» **Passage given**

* * *

Elasticsearch - Disk writes increasing over time

Hi all!

First time post here - I'm fairly new to ES so please be gentle with me :smile: - I am seeing some strange behaviour related to the amount ES is writing to disk, and would appreciate any suggestions as to what might be occurring here.

Here are the facts:

  • I am running ES 1.7.3 on a CentOS 7 VM
  • The VM has 2 cores, and 8GB memory
  • ES has a 3GB heapsize
  • I am monitoring 7 servers with the ELK stack (mostly collectd metrics)
  • The rate of documents being stored stays constant over time (Yesterday, ~700k documents were written, totalling 90MB).
  • Looking at the collectd metrics for the ES server itself, the amount of data being written to disk is increasing over time, before dropping to nearly zero again (this seems to have a 12 hour cycle: 00:00-12:00 and 12:00-00:00)
  • I am graphing this in Kibana using the collectd "write" value and a derivative (Kibana 4.1.2).
  • I have performed additional verification using a vmstat script, which gives a pure write/sec metric (i.e. the same pattern is observed when graphing the vmstat output without needing a derivative)
  • Using iotop I can see that Elasticsearch is responsible for virtually all writes.
  • To give an idea of the amount of data being written - at 00:00, virtually no bytes per second are being written. This increases gradually until 12:00, when around 2MB/s is being written - given that 90MB of documents were stored in the entire 24 hour period yesterday, this is massive!

* * *

» **Material to process**
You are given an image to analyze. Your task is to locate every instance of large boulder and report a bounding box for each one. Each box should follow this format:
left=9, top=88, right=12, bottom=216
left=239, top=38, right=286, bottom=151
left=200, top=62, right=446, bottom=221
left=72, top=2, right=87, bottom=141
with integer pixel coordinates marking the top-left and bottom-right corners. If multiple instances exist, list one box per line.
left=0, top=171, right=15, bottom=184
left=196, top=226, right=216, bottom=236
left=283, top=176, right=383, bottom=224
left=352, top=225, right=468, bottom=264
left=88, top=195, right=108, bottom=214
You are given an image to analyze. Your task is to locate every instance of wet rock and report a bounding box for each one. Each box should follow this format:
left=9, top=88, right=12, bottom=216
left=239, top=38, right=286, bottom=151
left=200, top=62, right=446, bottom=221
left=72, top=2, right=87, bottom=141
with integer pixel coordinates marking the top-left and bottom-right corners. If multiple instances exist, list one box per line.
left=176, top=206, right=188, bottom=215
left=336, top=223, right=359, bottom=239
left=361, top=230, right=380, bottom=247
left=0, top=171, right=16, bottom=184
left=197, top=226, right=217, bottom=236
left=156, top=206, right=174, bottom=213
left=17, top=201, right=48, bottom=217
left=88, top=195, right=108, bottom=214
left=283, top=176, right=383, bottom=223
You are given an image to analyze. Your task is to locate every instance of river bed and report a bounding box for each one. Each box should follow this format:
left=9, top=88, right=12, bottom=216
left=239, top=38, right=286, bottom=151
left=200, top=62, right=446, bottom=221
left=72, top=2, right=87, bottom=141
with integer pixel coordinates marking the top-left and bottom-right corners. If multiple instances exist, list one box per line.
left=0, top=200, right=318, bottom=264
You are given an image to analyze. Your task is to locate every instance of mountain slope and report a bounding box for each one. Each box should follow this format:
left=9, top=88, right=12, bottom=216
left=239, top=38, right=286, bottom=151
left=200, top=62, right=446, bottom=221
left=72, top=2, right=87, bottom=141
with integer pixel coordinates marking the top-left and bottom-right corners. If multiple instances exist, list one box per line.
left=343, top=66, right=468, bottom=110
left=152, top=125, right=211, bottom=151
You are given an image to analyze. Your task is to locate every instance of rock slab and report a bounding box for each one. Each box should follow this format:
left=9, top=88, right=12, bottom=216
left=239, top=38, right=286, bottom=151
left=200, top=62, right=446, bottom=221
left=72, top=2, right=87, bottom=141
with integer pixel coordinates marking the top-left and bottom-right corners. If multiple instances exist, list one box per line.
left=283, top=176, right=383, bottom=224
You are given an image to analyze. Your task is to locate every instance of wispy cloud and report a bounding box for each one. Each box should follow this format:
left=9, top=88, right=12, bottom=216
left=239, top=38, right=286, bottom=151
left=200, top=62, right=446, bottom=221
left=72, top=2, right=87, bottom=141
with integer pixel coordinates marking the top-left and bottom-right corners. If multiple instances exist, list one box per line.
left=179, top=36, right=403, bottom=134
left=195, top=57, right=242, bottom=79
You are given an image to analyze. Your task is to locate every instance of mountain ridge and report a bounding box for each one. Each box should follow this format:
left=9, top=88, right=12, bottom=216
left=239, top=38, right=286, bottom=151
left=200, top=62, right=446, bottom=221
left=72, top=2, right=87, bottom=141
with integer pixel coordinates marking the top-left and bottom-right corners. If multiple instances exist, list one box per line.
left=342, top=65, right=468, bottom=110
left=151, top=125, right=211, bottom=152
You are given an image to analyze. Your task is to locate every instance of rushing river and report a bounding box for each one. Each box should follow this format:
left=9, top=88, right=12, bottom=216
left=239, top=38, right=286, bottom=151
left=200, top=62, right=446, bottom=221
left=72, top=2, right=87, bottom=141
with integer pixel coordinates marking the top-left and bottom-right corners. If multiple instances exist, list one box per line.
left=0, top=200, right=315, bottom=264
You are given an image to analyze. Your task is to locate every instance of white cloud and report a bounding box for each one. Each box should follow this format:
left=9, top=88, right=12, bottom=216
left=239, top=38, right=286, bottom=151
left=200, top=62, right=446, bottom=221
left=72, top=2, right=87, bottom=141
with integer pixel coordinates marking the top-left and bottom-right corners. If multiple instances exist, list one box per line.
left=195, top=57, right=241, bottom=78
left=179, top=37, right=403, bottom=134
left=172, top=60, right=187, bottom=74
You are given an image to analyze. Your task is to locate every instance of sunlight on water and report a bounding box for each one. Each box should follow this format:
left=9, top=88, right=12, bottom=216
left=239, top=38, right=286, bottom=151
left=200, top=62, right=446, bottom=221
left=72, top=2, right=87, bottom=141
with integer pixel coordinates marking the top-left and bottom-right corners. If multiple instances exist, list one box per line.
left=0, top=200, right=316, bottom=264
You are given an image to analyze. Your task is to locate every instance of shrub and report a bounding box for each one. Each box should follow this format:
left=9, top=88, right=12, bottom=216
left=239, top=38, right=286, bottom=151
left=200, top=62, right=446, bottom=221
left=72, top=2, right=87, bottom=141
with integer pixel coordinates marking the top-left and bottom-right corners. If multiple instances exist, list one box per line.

* * *

» **List of tasks**
1. Display each line from the rows above that contains the word "rock". Case counts.
2. Resume the forum post about Elasticsearch disk writes, continuing from its last line.

» **Results of the tasks**
1.
You are given an image to analyze. Your task is to locate every instance of wet rock and report a bounding box for each one. Each box should follow this format:
You are given an image to analyze. Your task is to locate every instance of rock slab and report a bounding box for each one. Each box should follow this format:

2.
Hopefully this all makes sense - please let me know any additional info which is required in order to take this further - I'm a little confused right now as an ES installation used by a different team here (on CentOS 6, with a very similar out-of-the-box configuration), and with a lot more data being collected (~1GB per day), is not exhibiting the same behaviour!

Thanks in advance!

If you are updating indices with newly indexed then there are things like merges that happen under the hood.

Is this causing a problem or are you just interested?

Hi Mark,

Thanks for your reply - it's not causing a problem right now, however I am trying to understand f it will become a problem for us later when the volume of data increases.

I'll be using ELK to pull in real-time results from performance tests, therefore a lot of documents (potentially 1m+ transactions per hour) will be stored when tests are running - what I don't want is my real-time monitoring to perform badly under load!

(I'm aware that I may need to scale my ES cluster to support this sort of volume)